• _EXERCICE ÉCRIT_
Extrayez des données chaque ligne qui contient la chaîne « picket », en tenant compte de la casse.
━━ EXTRAIT DES DONNÉES
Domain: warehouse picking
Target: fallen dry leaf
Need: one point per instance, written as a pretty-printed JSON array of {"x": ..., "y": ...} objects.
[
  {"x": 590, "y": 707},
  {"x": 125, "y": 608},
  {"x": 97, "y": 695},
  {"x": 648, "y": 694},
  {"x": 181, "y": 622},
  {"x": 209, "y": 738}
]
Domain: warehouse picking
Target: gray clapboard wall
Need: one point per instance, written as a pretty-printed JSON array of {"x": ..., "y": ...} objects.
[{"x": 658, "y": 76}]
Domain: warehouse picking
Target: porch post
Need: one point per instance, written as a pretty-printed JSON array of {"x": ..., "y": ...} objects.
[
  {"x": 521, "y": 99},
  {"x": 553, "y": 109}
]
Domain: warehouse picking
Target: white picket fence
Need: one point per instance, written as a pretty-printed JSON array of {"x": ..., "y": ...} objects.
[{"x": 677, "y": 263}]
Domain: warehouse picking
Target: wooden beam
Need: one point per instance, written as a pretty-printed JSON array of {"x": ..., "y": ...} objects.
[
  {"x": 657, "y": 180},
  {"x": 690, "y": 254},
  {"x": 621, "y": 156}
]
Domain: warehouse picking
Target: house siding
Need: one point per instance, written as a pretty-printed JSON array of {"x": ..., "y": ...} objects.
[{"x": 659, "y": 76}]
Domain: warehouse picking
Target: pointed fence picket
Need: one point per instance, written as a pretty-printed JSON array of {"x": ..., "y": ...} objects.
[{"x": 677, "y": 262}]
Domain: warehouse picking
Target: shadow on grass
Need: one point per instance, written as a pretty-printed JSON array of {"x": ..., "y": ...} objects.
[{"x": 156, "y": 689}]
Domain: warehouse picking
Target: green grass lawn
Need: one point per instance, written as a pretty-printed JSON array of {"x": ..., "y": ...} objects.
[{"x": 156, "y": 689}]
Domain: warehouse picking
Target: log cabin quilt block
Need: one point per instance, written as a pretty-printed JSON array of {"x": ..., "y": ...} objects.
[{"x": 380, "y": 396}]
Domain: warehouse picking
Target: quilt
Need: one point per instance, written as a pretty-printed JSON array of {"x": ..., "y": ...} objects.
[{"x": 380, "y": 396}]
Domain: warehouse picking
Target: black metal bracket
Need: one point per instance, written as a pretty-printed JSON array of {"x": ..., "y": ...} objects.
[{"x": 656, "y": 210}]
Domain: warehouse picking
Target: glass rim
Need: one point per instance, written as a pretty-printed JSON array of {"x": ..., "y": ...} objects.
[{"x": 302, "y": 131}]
━━━━
• _RÉSULTAT DE L'EXERCICE_
Target: white picket fence
Target: pointed fence picket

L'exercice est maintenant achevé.